Start of Data shown

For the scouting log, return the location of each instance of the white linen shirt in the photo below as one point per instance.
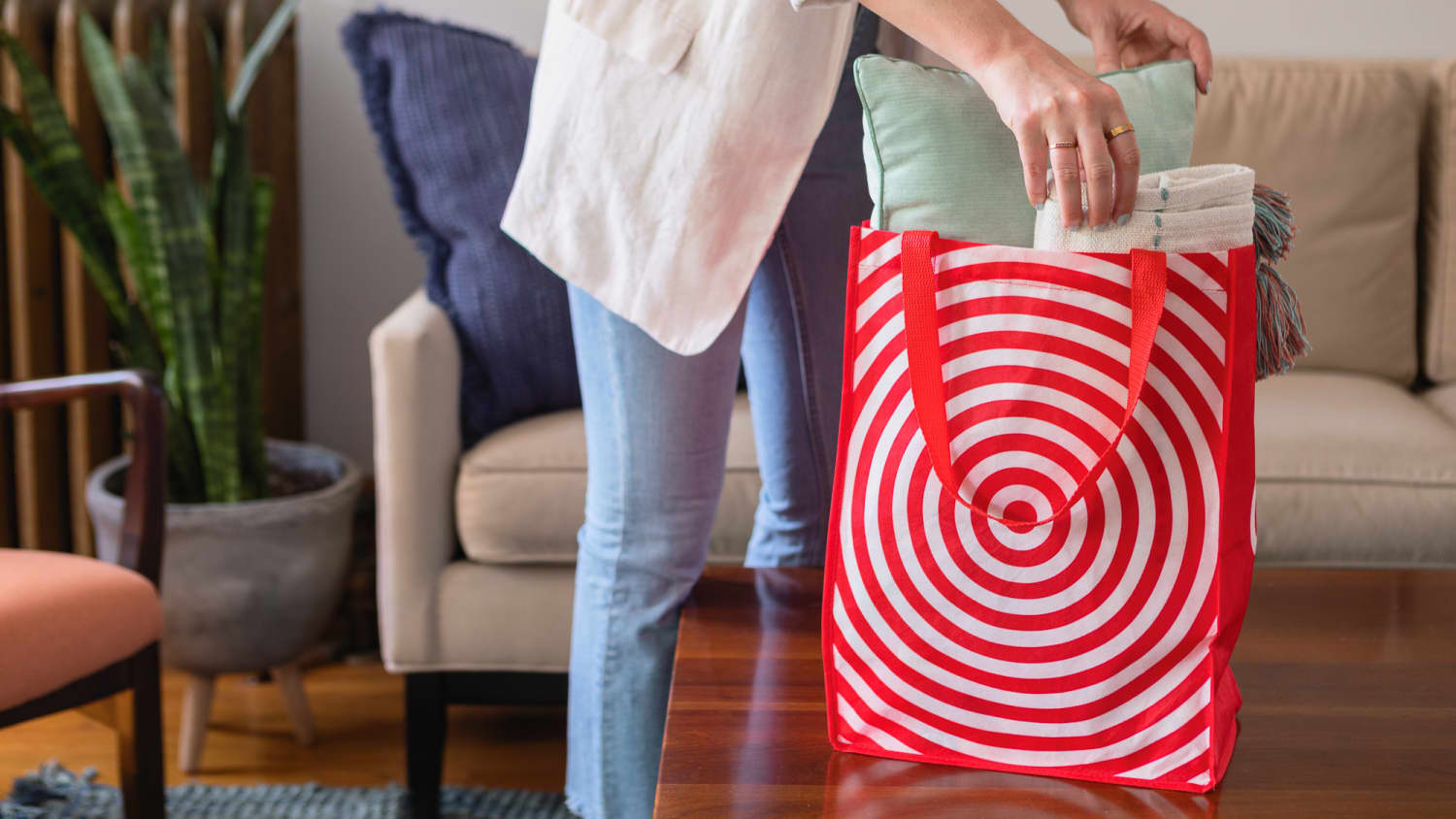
(664, 142)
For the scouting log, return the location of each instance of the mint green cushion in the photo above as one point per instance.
(940, 157)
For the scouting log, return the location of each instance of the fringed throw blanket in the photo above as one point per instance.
(1206, 209)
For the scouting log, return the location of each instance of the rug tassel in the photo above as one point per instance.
(1281, 326)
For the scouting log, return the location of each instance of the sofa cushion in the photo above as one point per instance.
(1353, 470)
(1342, 140)
(1439, 224)
(520, 493)
(64, 617)
(448, 108)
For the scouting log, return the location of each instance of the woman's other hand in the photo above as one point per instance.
(1127, 34)
(1060, 114)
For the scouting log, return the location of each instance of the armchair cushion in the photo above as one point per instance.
(64, 617)
(448, 108)
(518, 498)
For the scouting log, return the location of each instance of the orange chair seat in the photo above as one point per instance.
(63, 617)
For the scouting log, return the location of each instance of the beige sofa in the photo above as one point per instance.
(1356, 448)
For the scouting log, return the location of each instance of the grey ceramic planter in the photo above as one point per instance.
(245, 585)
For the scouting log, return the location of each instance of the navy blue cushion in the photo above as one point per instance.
(448, 108)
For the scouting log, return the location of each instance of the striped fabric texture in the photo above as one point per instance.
(1056, 611)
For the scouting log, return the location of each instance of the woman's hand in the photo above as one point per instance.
(1127, 34)
(1047, 101)
(1060, 116)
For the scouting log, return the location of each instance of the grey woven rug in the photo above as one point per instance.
(57, 793)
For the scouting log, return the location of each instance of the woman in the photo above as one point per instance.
(672, 142)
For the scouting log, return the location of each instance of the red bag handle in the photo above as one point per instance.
(923, 349)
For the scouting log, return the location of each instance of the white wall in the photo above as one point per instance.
(358, 262)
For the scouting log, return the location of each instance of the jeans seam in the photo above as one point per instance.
(807, 384)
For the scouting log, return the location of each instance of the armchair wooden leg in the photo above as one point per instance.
(425, 740)
(290, 684)
(139, 737)
(197, 707)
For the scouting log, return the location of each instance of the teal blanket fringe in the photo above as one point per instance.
(1281, 325)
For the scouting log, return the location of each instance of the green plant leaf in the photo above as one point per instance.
(130, 150)
(258, 54)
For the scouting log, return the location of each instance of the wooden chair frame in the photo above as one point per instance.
(133, 684)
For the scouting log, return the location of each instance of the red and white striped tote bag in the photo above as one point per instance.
(1042, 525)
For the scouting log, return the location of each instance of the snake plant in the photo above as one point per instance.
(191, 308)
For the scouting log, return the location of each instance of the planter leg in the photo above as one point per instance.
(197, 705)
(290, 684)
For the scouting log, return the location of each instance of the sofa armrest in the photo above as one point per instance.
(415, 367)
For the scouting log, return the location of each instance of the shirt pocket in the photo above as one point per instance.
(655, 32)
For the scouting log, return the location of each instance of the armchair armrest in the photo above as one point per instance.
(415, 366)
(146, 477)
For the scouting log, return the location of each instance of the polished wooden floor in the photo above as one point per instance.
(1348, 685)
(360, 719)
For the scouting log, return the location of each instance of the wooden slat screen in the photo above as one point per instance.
(51, 320)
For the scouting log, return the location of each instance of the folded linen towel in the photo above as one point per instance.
(1200, 210)
(1185, 210)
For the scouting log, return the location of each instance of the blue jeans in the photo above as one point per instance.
(657, 434)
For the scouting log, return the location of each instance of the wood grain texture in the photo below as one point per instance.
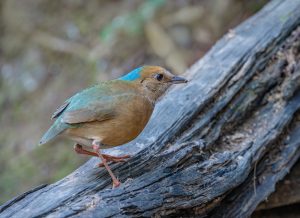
(216, 146)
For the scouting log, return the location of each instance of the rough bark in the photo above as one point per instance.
(287, 191)
(216, 146)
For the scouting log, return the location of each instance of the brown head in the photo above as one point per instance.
(152, 80)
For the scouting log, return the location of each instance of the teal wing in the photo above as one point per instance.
(94, 104)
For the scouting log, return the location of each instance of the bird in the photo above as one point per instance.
(111, 113)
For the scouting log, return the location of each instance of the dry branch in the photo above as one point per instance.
(216, 146)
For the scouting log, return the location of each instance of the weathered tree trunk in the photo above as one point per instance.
(216, 146)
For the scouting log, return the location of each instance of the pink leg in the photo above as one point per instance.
(96, 147)
(78, 148)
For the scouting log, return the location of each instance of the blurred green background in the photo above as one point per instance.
(51, 49)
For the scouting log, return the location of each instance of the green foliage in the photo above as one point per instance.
(131, 23)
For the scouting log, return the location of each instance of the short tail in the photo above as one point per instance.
(53, 131)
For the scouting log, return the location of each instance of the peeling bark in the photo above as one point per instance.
(216, 146)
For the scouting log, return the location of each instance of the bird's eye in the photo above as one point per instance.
(159, 76)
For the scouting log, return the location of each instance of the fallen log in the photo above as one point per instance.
(216, 146)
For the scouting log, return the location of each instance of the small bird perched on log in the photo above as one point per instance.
(111, 113)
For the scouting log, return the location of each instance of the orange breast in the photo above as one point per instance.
(131, 118)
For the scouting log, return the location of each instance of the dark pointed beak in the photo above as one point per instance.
(177, 80)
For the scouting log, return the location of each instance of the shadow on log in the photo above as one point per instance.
(216, 146)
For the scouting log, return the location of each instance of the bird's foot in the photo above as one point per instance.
(114, 159)
(116, 184)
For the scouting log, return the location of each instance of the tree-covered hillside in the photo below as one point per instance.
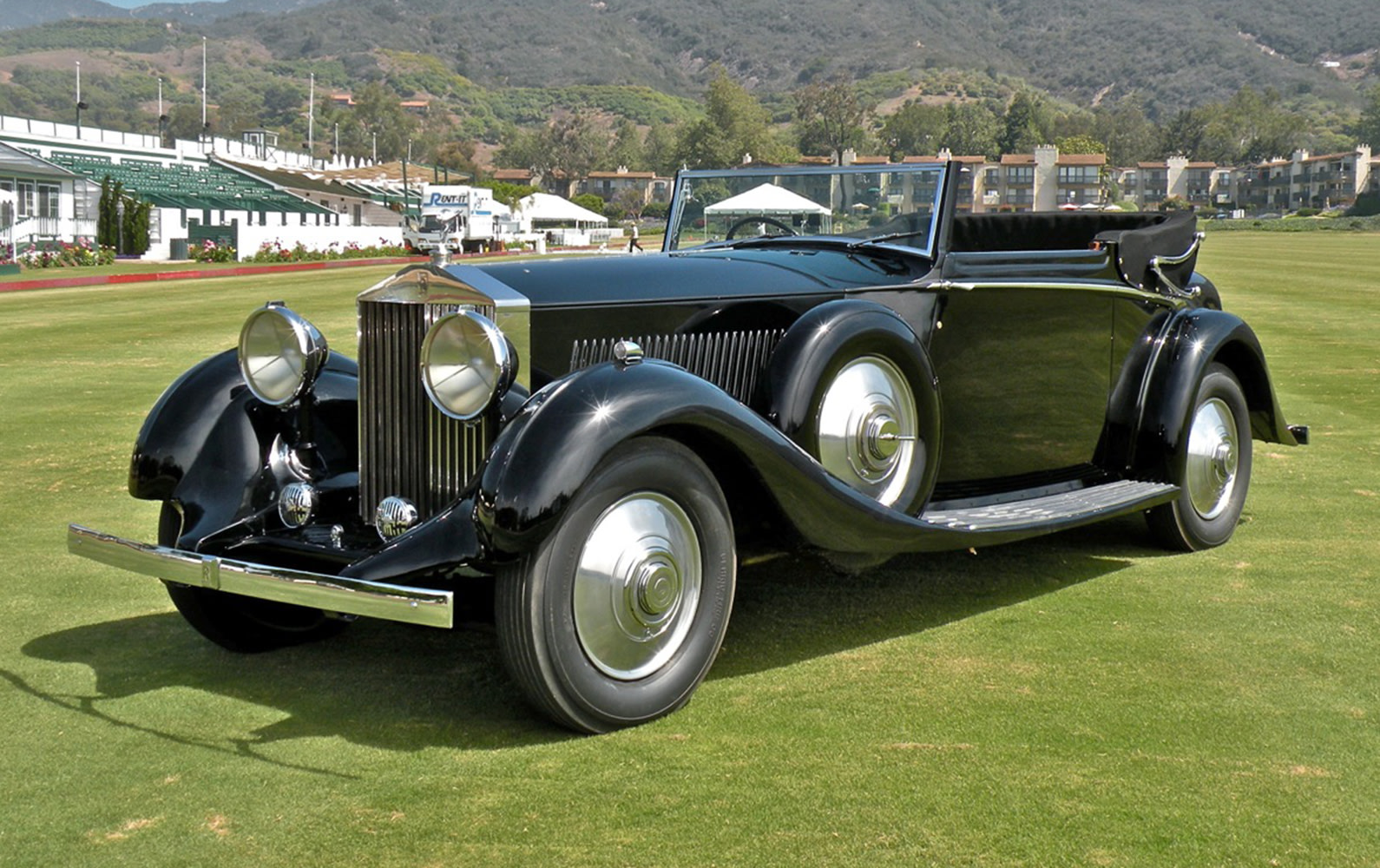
(639, 83)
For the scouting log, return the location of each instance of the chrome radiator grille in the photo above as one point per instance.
(406, 446)
(733, 360)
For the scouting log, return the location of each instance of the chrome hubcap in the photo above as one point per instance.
(636, 585)
(1211, 472)
(868, 430)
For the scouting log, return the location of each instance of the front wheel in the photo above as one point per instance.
(614, 619)
(242, 622)
(1216, 468)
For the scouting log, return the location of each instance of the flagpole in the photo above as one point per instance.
(203, 87)
(311, 119)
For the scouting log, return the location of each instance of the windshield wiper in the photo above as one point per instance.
(882, 239)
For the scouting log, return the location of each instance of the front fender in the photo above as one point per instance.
(544, 456)
(207, 439)
(1191, 339)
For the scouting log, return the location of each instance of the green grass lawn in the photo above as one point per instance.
(1076, 700)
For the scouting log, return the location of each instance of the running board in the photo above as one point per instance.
(1055, 511)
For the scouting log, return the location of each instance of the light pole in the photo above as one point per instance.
(311, 119)
(81, 105)
(163, 119)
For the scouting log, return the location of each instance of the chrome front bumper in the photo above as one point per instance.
(312, 589)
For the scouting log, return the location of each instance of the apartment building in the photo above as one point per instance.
(1199, 184)
(1305, 181)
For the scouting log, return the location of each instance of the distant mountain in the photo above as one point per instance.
(20, 14)
(1169, 54)
(212, 11)
(1172, 53)
(27, 13)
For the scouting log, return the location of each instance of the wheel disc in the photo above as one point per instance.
(1213, 451)
(636, 585)
(867, 430)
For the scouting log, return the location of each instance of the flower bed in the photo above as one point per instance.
(65, 255)
(275, 252)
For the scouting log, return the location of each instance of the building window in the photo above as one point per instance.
(1078, 174)
(49, 198)
(23, 194)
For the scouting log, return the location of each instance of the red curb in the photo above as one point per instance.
(54, 283)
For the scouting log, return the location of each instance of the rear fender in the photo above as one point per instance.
(545, 454)
(1169, 370)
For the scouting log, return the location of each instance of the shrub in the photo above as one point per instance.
(275, 252)
(67, 255)
(210, 252)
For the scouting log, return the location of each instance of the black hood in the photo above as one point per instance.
(613, 279)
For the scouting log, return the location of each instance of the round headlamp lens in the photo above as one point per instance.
(465, 363)
(280, 353)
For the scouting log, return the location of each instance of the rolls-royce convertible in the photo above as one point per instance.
(835, 359)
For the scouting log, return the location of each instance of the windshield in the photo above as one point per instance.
(889, 203)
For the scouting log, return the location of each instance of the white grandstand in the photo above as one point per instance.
(220, 189)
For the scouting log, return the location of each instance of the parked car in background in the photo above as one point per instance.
(831, 359)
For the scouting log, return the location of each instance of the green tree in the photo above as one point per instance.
(108, 220)
(1251, 128)
(660, 148)
(915, 128)
(1368, 128)
(456, 155)
(627, 148)
(831, 117)
(1129, 135)
(1185, 135)
(377, 112)
(734, 126)
(1024, 126)
(1080, 144)
(970, 128)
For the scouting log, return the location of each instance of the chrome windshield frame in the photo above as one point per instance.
(683, 189)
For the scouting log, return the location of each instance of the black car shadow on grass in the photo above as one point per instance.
(406, 687)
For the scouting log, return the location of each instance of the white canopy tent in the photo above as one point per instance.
(549, 208)
(771, 201)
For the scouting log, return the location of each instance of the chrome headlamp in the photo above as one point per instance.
(280, 353)
(465, 363)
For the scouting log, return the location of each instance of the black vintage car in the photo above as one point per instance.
(834, 359)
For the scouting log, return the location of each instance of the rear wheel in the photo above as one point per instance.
(1216, 468)
(242, 622)
(614, 619)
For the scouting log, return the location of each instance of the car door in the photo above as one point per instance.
(1024, 374)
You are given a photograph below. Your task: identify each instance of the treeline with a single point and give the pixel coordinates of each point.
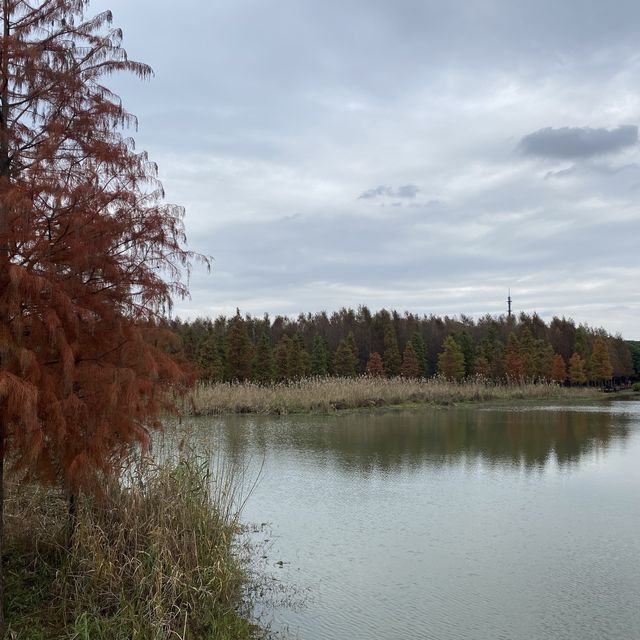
(352, 342)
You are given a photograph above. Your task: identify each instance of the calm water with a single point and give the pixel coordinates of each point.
(450, 524)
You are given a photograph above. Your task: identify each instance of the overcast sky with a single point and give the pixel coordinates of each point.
(408, 154)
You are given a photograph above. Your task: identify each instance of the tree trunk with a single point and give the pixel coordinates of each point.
(5, 174)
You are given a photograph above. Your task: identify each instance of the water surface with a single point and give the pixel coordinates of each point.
(472, 524)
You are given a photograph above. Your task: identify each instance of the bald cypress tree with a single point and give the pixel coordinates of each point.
(90, 255)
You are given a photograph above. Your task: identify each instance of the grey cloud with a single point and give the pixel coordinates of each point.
(404, 191)
(578, 142)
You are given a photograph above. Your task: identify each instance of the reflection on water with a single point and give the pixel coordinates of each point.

End of Data shown

_What is being asked_. All lines from the one containing "of the water" through the end of the listing above are to be restated word for word, and no others.

_Task result_.
You are given a photograph above. Your task: identify each instance of the water surface with a single point and give the pixel coordinates of each point.
(472, 524)
You are given a photograph above. Your task: identify each instance of the bald cypress tree with a single point and give the pixel coordinates of each point.
(90, 255)
You are given a photograph above. Your task: identify each instance of the grey cloud with a single point and give the pixel coordinates of each point.
(404, 191)
(578, 142)
You are given a photograph above. Your task: identify each instance of the reflection on water with a single point and give the pixel coordinates of each point.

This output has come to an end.